### Given task
Rewrite the items starting at the line that contains "Can you find the railway platform?" and ending at the line that contains "Target: railway track", changing every "instance" to "occurrence" and leaving everything else unchanged.

** start of Provided material **

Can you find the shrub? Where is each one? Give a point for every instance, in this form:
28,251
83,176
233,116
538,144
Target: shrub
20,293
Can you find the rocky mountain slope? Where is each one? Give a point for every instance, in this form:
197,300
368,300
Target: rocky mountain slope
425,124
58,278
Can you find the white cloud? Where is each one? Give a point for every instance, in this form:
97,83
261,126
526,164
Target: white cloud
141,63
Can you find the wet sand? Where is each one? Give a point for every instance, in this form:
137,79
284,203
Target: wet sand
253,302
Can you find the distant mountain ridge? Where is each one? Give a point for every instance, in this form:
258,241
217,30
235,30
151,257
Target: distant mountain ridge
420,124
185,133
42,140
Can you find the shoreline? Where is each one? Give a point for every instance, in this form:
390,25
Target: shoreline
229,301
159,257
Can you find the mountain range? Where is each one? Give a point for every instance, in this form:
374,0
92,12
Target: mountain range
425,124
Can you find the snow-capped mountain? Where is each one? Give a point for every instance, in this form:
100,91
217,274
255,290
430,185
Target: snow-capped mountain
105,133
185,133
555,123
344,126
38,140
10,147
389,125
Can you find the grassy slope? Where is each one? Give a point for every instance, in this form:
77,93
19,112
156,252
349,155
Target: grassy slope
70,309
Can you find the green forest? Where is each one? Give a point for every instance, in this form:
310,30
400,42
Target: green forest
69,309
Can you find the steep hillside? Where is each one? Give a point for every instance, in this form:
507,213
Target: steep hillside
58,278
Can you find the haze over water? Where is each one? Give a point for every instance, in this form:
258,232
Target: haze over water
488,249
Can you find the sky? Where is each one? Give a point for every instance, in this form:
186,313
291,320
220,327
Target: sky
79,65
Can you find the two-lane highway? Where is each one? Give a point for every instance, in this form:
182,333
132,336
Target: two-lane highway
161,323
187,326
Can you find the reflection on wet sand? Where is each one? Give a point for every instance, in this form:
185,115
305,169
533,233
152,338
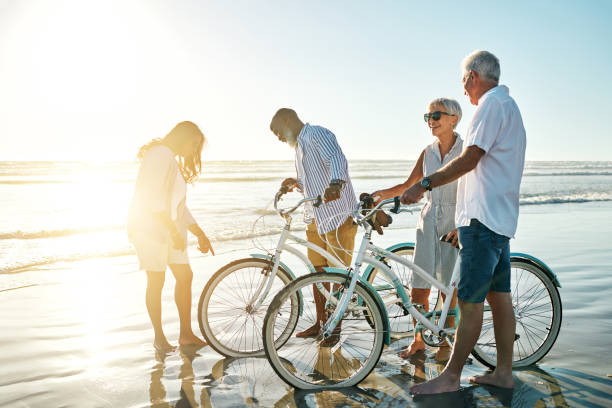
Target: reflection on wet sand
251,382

** end of Provided material **
** start of Provided material **

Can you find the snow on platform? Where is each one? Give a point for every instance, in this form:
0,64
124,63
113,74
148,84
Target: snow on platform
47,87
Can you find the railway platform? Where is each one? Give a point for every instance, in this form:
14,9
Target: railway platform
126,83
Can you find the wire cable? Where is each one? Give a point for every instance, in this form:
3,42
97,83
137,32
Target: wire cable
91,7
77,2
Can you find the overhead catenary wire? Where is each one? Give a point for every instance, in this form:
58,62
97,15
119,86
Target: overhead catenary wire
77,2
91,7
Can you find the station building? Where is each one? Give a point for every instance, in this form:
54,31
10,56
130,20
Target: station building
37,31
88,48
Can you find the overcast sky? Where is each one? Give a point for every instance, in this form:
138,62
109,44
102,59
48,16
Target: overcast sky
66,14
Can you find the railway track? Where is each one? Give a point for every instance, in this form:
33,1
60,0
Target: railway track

** end of Provided material **

### Solution to this exercise
Can you find the railway platform? Where is each one? Give a point for every occurrence, in this form:
14,9
Target: railway platform
126,83
Can you find the wire cable? Where is each one? Give a point for every occurrence, in this form:
3,42
97,83
137,32
Target: wire cable
91,7
77,2
Can you find the overhead catenary wire? Where is each one? Give a point for every occurrence, in this form:
58,62
97,15
119,86
Target: overhead catenary wire
77,2
91,7
Can you find the station building? Where is each one? Give a point for every occurrence, in this form:
54,31
10,56
130,20
Target: station building
37,31
88,48
Can you find the overcast sky? Where is each one? Give a point for every occurrence, in this form:
138,62
109,44
102,59
48,16
Target: overcast sky
66,14
Can you find the railway track? Where is each one? Give a point for every occurrence, in this form:
33,1
60,0
Target: railway track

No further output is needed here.